** WORK INSTRUCTIONS **
Produce a copy of every line in the records that holds the string "instance".

[DATA TO PROCESS — start]

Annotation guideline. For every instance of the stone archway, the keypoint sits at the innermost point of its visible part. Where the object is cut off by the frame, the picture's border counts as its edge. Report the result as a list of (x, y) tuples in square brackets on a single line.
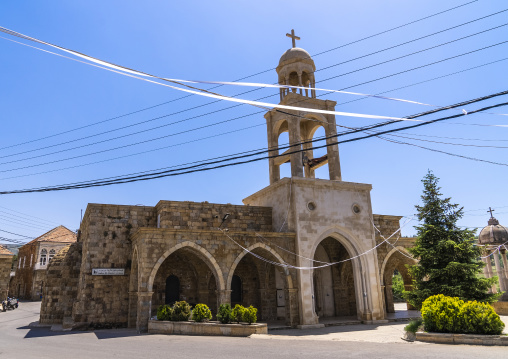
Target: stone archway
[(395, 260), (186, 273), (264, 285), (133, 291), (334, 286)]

[DATA TO PROCESS — finish]
[DATA TO PROCESS — start]

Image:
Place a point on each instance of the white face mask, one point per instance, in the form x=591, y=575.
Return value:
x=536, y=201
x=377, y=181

[DATA TO PROCESS — finish]

** SOLUTION BELOW **
Annotation guideline. For every instance of the stone archway, the keypoint sits at the innermost point of its visible part. Where the object is cut off by the frame, the picture's border counts as its edge. Report the result as a list of (x, y) tuples in square brackets on a single line.
Place a point on each instance of the white face mask, one point per instance, in the form x=591, y=575.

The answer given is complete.